= Saved entries =
........

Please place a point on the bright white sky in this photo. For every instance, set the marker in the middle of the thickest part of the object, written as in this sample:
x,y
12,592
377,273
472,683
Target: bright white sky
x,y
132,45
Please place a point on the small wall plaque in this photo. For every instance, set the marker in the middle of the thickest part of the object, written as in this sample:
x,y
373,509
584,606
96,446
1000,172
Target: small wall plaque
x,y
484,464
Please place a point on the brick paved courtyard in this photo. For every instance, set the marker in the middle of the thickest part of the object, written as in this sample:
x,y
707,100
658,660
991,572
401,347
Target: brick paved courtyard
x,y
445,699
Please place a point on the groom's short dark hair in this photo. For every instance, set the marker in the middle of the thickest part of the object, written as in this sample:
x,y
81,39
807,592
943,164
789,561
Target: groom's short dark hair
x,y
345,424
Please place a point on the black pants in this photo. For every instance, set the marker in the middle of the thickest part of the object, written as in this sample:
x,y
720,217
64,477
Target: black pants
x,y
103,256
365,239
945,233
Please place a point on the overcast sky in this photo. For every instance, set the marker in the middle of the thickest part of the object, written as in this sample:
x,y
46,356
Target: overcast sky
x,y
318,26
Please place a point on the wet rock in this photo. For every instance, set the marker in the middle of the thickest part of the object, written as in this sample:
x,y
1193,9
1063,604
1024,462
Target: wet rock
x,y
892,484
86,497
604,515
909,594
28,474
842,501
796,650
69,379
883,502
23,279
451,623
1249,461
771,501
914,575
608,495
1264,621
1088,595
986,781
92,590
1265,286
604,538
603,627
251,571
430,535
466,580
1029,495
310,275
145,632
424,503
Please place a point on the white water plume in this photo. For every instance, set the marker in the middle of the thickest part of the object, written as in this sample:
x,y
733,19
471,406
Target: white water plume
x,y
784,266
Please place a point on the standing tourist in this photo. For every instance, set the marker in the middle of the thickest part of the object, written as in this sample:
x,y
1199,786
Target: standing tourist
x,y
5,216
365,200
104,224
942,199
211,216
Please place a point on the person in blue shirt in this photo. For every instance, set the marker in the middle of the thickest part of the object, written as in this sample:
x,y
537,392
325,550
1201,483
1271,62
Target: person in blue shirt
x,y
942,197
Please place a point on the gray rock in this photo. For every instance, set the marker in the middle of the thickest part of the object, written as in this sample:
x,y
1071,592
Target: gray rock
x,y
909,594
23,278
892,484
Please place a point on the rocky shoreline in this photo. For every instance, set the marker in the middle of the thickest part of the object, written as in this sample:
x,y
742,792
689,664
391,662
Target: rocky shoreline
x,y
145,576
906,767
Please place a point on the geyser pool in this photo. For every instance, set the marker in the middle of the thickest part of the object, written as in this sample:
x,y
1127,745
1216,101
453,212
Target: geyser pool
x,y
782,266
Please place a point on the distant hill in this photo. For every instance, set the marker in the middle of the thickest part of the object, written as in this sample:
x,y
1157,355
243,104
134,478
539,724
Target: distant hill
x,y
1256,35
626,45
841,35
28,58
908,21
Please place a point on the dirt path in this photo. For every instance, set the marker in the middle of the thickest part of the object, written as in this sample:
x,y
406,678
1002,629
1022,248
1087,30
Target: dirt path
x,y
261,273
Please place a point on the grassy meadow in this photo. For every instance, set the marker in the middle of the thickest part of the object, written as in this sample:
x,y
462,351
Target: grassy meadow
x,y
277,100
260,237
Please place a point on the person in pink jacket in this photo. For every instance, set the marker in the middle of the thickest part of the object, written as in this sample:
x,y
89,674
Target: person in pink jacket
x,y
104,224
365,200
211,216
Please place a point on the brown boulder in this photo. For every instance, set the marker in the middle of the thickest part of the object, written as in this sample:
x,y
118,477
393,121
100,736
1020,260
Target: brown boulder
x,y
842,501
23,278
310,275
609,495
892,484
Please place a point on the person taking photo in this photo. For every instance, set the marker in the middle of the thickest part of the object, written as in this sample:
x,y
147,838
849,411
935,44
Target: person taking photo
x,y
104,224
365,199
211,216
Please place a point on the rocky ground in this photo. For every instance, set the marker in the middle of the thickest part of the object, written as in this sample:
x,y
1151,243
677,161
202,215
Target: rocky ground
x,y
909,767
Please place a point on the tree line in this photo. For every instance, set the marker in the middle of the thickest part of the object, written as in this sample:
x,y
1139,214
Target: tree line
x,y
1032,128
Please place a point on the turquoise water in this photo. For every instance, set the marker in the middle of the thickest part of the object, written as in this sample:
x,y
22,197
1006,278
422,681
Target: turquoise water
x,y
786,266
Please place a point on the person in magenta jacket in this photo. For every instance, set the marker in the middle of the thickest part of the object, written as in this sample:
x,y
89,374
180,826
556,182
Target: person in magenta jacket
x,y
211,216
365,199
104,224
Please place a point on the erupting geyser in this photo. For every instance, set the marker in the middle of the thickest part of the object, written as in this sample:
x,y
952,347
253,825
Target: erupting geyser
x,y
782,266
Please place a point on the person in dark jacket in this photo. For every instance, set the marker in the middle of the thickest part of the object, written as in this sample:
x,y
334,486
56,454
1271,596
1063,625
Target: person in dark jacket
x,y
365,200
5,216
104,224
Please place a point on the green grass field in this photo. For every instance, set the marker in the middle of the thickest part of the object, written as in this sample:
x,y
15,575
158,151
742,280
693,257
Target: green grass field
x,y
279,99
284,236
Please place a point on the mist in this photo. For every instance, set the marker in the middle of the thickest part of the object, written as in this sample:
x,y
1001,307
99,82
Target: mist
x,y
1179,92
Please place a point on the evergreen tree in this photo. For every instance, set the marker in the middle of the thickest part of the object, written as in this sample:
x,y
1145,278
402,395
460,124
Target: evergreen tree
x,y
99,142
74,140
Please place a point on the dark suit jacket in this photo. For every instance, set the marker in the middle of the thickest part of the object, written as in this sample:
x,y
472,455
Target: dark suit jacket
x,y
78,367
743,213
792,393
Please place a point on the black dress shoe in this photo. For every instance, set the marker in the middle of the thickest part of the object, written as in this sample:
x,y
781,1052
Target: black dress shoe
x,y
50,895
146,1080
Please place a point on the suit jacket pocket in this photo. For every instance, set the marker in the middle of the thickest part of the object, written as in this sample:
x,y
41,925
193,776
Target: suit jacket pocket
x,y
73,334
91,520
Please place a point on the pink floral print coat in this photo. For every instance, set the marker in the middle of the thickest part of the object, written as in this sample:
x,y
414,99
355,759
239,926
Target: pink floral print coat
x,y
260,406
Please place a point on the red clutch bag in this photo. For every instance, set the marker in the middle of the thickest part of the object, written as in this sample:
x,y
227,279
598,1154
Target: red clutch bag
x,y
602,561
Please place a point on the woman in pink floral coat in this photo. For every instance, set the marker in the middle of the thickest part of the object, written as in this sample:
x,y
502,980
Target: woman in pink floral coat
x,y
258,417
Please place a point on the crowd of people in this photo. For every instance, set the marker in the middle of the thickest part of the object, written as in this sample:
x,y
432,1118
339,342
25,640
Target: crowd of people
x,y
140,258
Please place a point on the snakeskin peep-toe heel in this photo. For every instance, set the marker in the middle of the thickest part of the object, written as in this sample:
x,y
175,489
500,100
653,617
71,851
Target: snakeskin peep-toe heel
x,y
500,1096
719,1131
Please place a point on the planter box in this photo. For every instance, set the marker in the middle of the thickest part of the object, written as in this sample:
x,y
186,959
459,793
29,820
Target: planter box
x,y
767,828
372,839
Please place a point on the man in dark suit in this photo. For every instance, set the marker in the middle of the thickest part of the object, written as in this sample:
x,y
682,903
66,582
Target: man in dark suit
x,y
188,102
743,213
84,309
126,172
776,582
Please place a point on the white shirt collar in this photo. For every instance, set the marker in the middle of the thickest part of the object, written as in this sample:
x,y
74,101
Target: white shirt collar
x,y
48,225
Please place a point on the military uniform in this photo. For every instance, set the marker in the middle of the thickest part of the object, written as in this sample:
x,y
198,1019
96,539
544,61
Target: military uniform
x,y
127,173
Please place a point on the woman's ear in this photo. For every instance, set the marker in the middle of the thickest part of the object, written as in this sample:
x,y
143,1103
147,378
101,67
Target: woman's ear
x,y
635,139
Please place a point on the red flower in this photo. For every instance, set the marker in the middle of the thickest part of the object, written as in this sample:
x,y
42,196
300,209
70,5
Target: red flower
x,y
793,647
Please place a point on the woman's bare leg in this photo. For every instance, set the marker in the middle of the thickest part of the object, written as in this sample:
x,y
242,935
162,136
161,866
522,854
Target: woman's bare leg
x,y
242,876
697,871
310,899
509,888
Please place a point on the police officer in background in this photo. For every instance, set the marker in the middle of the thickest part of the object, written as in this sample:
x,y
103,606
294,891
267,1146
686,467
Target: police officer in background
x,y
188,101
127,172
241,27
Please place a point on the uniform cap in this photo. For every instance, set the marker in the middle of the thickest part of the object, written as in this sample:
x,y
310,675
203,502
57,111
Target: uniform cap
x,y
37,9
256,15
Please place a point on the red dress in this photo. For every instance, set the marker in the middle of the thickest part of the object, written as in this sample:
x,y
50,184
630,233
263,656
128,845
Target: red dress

........

= Work request =
Take the line containing "Target: woman's ear" as the first line and the last line of the data above as the final one. Write out these lines and all between them exactly.

= Response below =
Target: woman's ear
x,y
635,139
Please place a point on the red flower in this photo. For every instance, set the marker in the middle of the thickest part of the object, written as in this sample:
x,y
42,196
300,209
70,5
Target: red flower
x,y
793,647
Please place a point on the woman's bare leg in this photo. For every instance, set the marker in the middle of the thickest part of the object, written as in this sample:
x,y
242,935
162,136
161,866
522,854
Target: woman's bare leg
x,y
242,876
697,871
310,899
509,888
Please place a point on the police officer in background in this photo. For every instance, set the marker in the middle of the thickest part of the object, written as in this sample:
x,y
103,606
294,891
267,1146
686,467
Target: police officer in background
x,y
188,101
127,172
241,27
Please place a point on the uniform cap in this photo. For every instance, set the marker in the middle of the thickest part of the object, written as in this sample:
x,y
310,675
203,502
57,111
Target: uniform cap
x,y
37,9
256,15
Please place a point on the red dress in this photo. For every instance, set the marker in the middle of the thickest part of the object, written as in this sample:
x,y
50,184
630,233
263,656
128,845
Target: red dress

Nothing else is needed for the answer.